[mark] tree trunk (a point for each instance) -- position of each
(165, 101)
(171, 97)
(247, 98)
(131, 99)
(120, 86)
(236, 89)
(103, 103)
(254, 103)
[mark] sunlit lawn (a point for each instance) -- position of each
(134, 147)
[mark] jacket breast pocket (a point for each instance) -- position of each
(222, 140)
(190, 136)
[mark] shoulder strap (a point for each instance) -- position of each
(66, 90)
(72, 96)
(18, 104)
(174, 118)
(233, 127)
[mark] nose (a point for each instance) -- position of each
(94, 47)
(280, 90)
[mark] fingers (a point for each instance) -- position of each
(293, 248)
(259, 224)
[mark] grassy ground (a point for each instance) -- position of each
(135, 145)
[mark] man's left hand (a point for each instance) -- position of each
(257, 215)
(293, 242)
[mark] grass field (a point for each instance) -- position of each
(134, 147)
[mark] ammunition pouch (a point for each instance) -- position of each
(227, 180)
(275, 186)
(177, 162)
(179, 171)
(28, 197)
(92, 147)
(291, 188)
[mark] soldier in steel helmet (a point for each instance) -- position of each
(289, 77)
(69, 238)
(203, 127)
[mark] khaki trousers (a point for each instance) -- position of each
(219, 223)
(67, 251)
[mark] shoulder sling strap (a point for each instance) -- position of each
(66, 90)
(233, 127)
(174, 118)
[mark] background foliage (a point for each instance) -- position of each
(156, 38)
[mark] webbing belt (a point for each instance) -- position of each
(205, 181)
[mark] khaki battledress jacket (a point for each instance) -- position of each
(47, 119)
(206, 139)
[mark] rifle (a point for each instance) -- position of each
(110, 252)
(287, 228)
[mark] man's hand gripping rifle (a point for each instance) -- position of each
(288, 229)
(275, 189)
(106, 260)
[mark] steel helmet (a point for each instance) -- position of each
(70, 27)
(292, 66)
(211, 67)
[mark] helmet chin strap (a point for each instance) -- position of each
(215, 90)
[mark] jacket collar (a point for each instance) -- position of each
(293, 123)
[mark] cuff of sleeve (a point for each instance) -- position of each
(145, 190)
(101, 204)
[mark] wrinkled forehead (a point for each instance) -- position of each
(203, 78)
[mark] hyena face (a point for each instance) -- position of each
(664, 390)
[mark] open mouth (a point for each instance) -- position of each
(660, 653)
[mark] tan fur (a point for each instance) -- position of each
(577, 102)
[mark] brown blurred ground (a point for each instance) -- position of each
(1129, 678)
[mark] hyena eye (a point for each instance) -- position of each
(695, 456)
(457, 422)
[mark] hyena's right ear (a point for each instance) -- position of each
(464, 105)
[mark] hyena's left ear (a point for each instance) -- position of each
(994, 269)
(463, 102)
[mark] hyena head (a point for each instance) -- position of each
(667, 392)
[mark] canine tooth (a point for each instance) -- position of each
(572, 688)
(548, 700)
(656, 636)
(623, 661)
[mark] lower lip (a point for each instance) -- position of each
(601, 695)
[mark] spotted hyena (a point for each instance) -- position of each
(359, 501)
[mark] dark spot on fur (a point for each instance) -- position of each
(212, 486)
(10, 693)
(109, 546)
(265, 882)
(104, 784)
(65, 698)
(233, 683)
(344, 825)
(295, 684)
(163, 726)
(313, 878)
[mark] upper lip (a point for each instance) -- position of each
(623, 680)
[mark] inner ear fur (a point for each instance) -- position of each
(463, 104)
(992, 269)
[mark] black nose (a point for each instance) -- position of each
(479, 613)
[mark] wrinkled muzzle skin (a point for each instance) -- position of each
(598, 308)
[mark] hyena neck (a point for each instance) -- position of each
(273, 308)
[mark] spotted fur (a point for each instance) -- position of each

* **Activity**
The response should be every record above restated exactly.

* **Answer to the problem**
[mark] tree trunk (a point for each instance) -- position of each
(165, 101)
(171, 97)
(247, 98)
(131, 99)
(120, 86)
(236, 89)
(103, 103)
(254, 103)
[mark] sunlit lawn (a point for each instance) -- position of each
(134, 147)
[mark] jacket breast pocket (a point for each instance) -- position of each
(222, 140)
(190, 136)
[mark] shoulder strap (a point for each instance) -- position of each
(66, 90)
(72, 96)
(18, 104)
(174, 118)
(233, 127)
[mark] nose (a point for each instance) -- position of each
(94, 47)
(280, 90)
[mark] fingers (a point for each instance) -- position of each
(293, 248)
(259, 224)
[mark] grassy ground (a point for each instance) -- position of each
(135, 145)
[mark] man's left hand (a point for each instance) -- position of each
(257, 215)
(293, 242)
[mark] grass field (a point for each instance) -- position of each
(134, 147)
[mark] ammunition pouch (a point for each instance) -- position of each
(227, 180)
(275, 186)
(177, 162)
(179, 171)
(28, 197)
(92, 147)
(291, 188)
[mark] soldier in steel helmet (a point for each instance) -- position of each
(289, 77)
(69, 238)
(203, 127)
[mark] khaki trousers (a point for each instance) -- position of each
(219, 223)
(67, 251)
[mark] shoulder sling strap (a point for each instance) -- position of each
(66, 90)
(233, 127)
(174, 118)
[mark] background foliage (a point for each instance) -- position of each
(156, 38)
[mark] webbing belt (a point for each instance) -- position of each
(205, 181)
[mark] khaki battledress jacket (a point for each instance) -- position of each
(47, 119)
(206, 139)
[mark] rifle (a point for each instance) -- position of each
(110, 252)
(287, 228)
[mark] man's hand gripping rifle (a point for each instance) -- position of each
(288, 229)
(275, 189)
(106, 260)
[mark] steel helmet (a point for each instance) -- position of each
(70, 27)
(292, 66)
(211, 67)
[mark] helmet chin strap (a point for each instance) -- position of each
(215, 90)
[mark] jacket collar (a point for each instance) -- position of each
(293, 123)
[mark] cuff of sleeve (a point for each instance) -- position of each
(145, 190)
(101, 204)
[mark] wrinkled forehead (a point for each instance) -- position of each
(203, 78)
[mark] hyena face (a point for each instance) -- position of each
(664, 390)
[mark] open mouth (a point for each instance) -- position of each
(660, 653)
[mark] tan fur (a point for each instance) -- position of each
(577, 102)
[mark] brown blurred ground (a point for each instance) -- position of each
(1129, 678)
[mark] hyena eye (a point for each instance) -- position of each
(695, 456)
(457, 422)
[mark] hyena's right ear (a point for each instance) -- position of each
(464, 105)
[mark] hyena's left ear (a point for each instance) -- position of each
(994, 269)
(463, 102)
[mark] hyena head (a point for each instance) -- position of each
(667, 392)
[mark] canine tooth (a point for each instance) -- position of each
(572, 688)
(548, 700)
(656, 636)
(623, 661)
[mark] lower lip (a point for each instance) -- position of each
(601, 695)
[mark] spotted hyena (a point for each instance) -- position of each
(359, 501)
[mark] dark spot on fur (a point for each instance) -- position of each
(212, 486)
(10, 693)
(109, 546)
(265, 882)
(104, 784)
(65, 698)
(233, 683)
(344, 825)
(295, 684)
(163, 726)
(313, 878)
[mark] upper lip (a point for each instance) -- position of each
(623, 680)
[mark] inner ear fur (a point for each instance) -- position of each
(463, 104)
(992, 269)
[mark] black nose (a point for each instance) -- position of each
(479, 613)
[mark] wrinkled muzzle skin (a point for each instance) -- position of each
(598, 308)
[mark] hyena neck (a point for each instance) -- position of each
(273, 308)
[mark] spotted fur (a point for each instance) -- position of each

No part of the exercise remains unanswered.